● EXCERPT TO READ:
• • • •

Money & Daddy is a weekly column about parental finances, published on Wednesday mornings. Got a topic or problem you want me to tackle? Email me: [email protected]
What do you think – is this the worst or best time to be buying a house? I care deeply about this question, having been stung by the housing market after years of being told “you can’t go wrong with property”. Now I’m embarking on a quest to find a forever home for my wife and The Boy, it’s crucial I don’t get it wrong, again.
To be fair, no one could have predicted the Brexit vote and its effect on central London house prices, not to mention a global pandemic that has turned people off pokey flats near bars in favour of detached five-beds in the suburbs.
Anyway, at least we have cash from the sale of our south London flat – sold for £9,000 less than we bought it for in 2016 – and can get stuck into some bargaining. The question is: what’s a good price when values are at record highs but the country is braced for a tidal wave of unemployment when Rishi Sunak’s furlough scheme ends?

• • • •

● RECORDED DATA:
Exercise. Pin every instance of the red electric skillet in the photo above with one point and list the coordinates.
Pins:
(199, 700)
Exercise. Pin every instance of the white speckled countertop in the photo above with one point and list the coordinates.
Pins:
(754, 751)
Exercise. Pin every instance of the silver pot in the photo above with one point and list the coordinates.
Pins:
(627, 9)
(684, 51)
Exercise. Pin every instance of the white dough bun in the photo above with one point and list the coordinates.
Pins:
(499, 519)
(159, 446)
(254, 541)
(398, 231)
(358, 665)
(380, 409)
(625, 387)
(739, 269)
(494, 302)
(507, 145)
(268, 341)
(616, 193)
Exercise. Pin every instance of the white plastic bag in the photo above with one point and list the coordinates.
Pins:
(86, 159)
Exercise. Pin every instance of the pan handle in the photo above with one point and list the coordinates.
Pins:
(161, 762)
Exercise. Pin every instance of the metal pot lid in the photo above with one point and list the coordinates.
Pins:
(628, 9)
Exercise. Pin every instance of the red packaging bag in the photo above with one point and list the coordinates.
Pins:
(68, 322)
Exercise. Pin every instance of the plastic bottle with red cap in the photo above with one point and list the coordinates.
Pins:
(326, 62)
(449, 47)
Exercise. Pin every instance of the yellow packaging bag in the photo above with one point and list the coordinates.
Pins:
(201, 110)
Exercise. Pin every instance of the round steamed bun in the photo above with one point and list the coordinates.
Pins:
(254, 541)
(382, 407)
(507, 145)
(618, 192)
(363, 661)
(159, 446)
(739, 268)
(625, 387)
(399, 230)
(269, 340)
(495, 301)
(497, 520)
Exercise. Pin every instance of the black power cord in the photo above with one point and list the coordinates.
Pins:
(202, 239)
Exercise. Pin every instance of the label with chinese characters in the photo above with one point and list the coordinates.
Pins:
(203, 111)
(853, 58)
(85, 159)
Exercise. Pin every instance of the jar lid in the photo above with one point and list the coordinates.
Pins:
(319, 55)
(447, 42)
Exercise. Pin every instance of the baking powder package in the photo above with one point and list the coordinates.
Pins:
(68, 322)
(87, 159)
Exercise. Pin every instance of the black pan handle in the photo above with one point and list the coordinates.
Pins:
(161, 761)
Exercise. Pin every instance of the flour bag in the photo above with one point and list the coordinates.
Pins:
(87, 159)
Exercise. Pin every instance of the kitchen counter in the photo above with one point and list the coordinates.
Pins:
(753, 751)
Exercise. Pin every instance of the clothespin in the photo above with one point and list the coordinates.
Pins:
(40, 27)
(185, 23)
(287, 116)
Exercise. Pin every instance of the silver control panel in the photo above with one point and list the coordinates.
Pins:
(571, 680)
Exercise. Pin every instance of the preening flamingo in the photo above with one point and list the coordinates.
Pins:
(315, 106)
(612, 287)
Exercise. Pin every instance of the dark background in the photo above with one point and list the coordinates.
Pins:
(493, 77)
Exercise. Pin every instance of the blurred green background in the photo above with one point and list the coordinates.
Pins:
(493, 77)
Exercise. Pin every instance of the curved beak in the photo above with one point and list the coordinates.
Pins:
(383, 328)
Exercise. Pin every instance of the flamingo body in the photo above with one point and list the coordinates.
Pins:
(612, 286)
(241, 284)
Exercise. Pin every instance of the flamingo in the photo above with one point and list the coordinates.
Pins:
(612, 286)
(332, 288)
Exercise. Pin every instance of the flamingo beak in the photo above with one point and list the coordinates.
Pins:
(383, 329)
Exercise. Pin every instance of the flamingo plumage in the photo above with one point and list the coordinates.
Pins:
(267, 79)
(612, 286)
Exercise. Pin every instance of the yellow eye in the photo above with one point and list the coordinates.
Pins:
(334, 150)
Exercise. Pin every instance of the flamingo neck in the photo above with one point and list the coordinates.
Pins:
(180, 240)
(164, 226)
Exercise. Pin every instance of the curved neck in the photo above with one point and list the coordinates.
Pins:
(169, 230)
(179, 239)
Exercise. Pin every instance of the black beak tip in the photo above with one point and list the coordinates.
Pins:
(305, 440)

• • • •

● EXERCISE SET:
a: For each statement about the housing column, answer yes or no according to whether the column agrees with it, and quote the words that settle it: (i) the south London flat sold for more than it was bought for in 2016; (ii) the column is published on Wednesday mornings; (iii) the pandemic has drawn people toward small flats near bars.
b: Summarize the housing column in two sentences.

● ANSWERS PROVIDED:
a:
(i) No: "sold for £9,000 less than we bought it for in 2016"
(ii) Yes: "published on Wednesday mornings"
(iii) No: "turned people off pokey flats near bars in favour of detached five-beds in the suburbs"

b: In a weekly column on parental finances, the writer was once stung by a housing market hit by the Brexit vote and the pandemic, and now asks whether this is the worst or best time to buy while searching for a forever home for a wife and The Boy. With cash from a south London flat sold for £9,000 less than its 2016 price, the writer wonders what a good price is when values are at record highs but unemployment is expected to surge as the furlough scheme ends.